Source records
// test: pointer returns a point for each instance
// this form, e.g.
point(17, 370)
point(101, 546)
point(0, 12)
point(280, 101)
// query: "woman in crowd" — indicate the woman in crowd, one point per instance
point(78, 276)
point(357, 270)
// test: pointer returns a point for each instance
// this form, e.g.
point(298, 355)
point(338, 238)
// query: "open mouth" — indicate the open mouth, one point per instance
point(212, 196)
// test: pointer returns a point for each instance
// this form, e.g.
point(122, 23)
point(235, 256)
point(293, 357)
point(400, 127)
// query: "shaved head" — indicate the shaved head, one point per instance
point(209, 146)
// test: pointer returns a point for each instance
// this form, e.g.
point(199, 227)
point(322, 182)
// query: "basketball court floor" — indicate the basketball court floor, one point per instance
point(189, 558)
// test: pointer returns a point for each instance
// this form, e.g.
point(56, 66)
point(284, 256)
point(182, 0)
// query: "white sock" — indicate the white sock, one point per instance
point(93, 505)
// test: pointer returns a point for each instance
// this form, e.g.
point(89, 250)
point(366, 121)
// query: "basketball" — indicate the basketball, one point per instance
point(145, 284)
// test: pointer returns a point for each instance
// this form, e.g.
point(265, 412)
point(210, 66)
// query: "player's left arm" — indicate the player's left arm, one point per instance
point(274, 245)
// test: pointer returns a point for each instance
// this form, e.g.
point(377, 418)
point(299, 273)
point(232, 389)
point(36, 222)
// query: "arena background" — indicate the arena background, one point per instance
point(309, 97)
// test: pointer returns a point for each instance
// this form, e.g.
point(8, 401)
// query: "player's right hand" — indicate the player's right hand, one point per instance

• **YOUR GOAL**: Give back, exactly as written, the stretch from the line with "point(280, 101)" through the line with "point(235, 256)", and no other lines from the records above.

• **EXERCISE OUTPUT**:
point(280, 101)
// query: "woman in crowd" — indicate the woman in crowd, one point per instance
point(78, 276)
point(357, 270)
// test: pointer returns a point for each instance
// this form, e.g.
point(298, 355)
point(338, 238)
// query: "open mouth" — indicate the open mouth, one point per instance
point(212, 196)
// test: pointer returns a point for each instance
// this form, e.g.
point(122, 23)
point(235, 256)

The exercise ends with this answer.